- DOCUMENT PASSAGE:

■ ■ ■

Happy for Albert to get a job, but I expect this to be the end of the site in the not so far future, given that Atari seems to be more about squeezing every last drop out of their old portfolio. The homebrew community can be forever grateful to the site though (well, to Curt Vendel and Glenn Bruner) for getting ahold of the original Jaguar Encryption keys so that homebrew CD games just work on unmodified consoles, so that's a pretty amazing legacy to leave.
What is the current Atari company actually doing? They seemed to have scrapped their crypto casino, their VCS seems to be a complete failure that made even less money than the Ouya, so that leaves the $1000 limited edition cartridge set, merchandise, and compilations of old stuff for current systems (Atari 50: The Anniversary Celebration is really good!)? Nothing wrong with being a nostalgia company, but I really wonder if they have anything new going forward, or if they are just going to maintain the brand to re-release old games?
I don't mind Atari being a nostalgia company. Actually, when I think about it, at this point their business only makes sense if they embrace being a nostalgia company.

■ ■ ■

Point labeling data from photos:
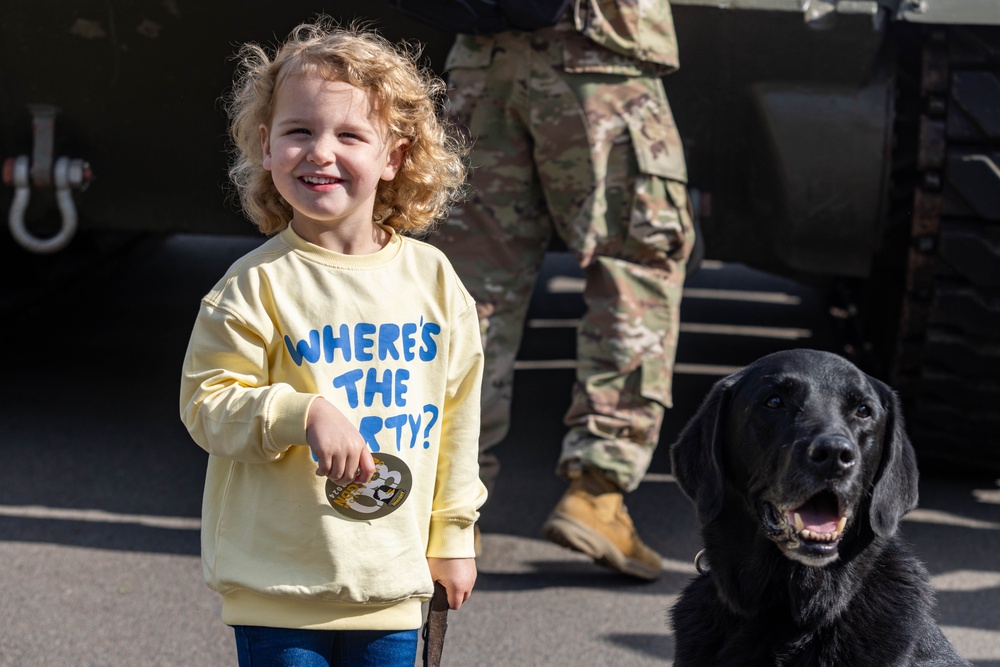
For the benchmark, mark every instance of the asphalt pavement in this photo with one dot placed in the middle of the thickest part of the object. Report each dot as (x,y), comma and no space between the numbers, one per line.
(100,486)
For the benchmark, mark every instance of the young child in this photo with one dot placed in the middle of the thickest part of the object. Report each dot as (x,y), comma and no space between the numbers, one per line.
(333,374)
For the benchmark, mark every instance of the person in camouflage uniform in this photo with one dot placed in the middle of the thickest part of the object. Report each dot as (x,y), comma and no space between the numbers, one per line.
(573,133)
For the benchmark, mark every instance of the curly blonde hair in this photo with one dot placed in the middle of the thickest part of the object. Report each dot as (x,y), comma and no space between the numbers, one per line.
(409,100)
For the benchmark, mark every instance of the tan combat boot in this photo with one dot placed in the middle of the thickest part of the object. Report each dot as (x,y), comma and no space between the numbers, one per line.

■ ■ ■

- TASKS TO CARRY OUT:
[1] Based on the Atari discussion, state whether each statement agrees with the text. Answer yes or no and quote the deciding words. (a) The writer credits Curt Vendel and Glenn Bruner with obtaining the original Jaguar encryption keys. (b) The VCS earned more money than the Ouya. (c) The limited edition cartridge set costs $500.
[2] Print the point labeling rows verbatim, starting with the line that contains "For the benchmark, mark every instance of the young" and ending with the final row, including both of those lines.

- LIST OF SOLUTIONS:
[1]
(a) Yes: "(well, to Curt Vendel and Glenn Bruner) for getting ahold of the original Jaguar Encryption keys"
(b) No: "their VCS seems to be a complete failure that made even less money than the Ouya"
(c) No: "the $1000 limited edition cartridge set"

[2]
For the benchmark, mark every instance of the young child in this photo with one dot placed in the middle of the thickest part of the object. Report each dot as (x,y), comma and no space between the numbers, one per line.
(333,374)
For the benchmark, mark every instance of the person in camouflage uniform in this photo with one dot placed in the middle of the thickest part of the object. Report each dot as (x,y), comma and no space between the numbers, one per line.
(573,133)
For the benchmark, mark every instance of the curly blonde hair in this photo with one dot placed in the middle of the thickest part of the object. Report each dot as (x,y), comma and no space between the numbers, one per line.
(409,100)
For the benchmark, mark every instance of the tan combat boot in this photo with one dot placed in the middle of the thickest part of the object. Report each dot as (x,y), comma and no space between the numbers, one per line.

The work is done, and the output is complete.